(Stored records)

|---|

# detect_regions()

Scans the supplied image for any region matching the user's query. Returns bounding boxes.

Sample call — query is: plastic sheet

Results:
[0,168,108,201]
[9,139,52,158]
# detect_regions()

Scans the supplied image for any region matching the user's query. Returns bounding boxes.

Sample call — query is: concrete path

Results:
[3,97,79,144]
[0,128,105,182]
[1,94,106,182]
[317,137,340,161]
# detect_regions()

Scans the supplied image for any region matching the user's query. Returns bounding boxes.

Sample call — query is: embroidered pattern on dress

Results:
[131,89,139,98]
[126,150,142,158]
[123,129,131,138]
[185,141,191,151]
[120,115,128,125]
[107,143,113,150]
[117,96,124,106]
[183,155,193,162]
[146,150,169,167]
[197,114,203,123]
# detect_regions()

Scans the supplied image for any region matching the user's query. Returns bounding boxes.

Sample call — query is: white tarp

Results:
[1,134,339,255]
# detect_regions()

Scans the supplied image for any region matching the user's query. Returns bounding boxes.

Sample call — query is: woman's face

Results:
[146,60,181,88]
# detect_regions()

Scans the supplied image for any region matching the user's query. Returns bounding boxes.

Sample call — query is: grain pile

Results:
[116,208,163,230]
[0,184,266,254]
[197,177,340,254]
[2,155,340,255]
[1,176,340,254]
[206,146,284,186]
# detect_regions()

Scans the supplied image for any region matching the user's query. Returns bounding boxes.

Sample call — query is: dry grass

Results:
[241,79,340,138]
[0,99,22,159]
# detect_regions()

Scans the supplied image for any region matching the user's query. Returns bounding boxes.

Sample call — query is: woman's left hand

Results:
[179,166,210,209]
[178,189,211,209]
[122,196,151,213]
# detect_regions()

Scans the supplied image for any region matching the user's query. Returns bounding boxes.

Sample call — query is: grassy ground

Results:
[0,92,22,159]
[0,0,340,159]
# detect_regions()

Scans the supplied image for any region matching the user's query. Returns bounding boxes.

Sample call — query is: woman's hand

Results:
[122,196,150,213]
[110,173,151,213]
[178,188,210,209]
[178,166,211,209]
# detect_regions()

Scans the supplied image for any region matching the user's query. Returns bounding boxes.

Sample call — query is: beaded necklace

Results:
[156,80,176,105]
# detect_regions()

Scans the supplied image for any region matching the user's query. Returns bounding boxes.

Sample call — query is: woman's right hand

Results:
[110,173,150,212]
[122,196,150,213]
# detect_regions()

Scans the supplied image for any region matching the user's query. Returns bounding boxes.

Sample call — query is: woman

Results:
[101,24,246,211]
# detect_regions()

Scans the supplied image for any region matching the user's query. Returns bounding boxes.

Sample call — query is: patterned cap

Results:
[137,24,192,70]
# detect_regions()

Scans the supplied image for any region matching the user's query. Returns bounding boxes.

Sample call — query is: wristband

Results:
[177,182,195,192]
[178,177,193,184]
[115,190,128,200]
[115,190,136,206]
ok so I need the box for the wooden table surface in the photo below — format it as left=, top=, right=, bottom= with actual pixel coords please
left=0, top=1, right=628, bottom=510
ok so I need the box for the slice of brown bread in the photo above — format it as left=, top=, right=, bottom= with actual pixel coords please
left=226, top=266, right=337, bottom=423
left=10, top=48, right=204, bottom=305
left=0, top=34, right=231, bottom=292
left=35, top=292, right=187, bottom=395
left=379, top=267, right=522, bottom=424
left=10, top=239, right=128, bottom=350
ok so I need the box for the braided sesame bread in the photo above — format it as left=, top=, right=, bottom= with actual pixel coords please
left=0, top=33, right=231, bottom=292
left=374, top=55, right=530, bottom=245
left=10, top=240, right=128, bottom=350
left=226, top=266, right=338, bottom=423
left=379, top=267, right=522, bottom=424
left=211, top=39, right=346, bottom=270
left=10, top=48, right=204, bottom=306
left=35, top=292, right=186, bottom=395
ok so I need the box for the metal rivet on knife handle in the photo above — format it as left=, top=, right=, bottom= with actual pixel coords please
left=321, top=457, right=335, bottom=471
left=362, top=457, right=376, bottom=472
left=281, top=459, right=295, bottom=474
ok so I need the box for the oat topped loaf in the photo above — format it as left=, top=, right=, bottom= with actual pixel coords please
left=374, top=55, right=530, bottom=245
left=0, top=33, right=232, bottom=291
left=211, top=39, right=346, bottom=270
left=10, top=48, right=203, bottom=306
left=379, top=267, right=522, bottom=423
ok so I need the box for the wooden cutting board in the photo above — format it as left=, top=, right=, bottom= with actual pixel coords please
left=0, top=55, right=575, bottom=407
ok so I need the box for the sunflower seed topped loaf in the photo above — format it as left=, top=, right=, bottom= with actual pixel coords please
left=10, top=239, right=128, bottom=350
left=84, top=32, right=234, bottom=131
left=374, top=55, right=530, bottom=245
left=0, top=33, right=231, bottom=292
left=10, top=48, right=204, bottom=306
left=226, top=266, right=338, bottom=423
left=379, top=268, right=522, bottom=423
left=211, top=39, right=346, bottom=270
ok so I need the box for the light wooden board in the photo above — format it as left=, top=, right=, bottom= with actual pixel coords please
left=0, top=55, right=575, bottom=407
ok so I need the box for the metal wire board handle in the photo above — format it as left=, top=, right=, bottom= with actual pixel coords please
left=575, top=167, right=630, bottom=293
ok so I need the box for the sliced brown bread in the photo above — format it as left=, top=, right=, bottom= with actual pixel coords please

|---|

YOUR OBJECTIVE:
Where does the string "woman" appear in the records above? Return every line that holds it.

SOLUTION TO THE PROBLEM:
Sample call — query is: woman's face
Sample call — query is: woman's left hand
Sample call — query is: woman's hand
Sample call — query is: woman's right hand
Sample call — query is: woman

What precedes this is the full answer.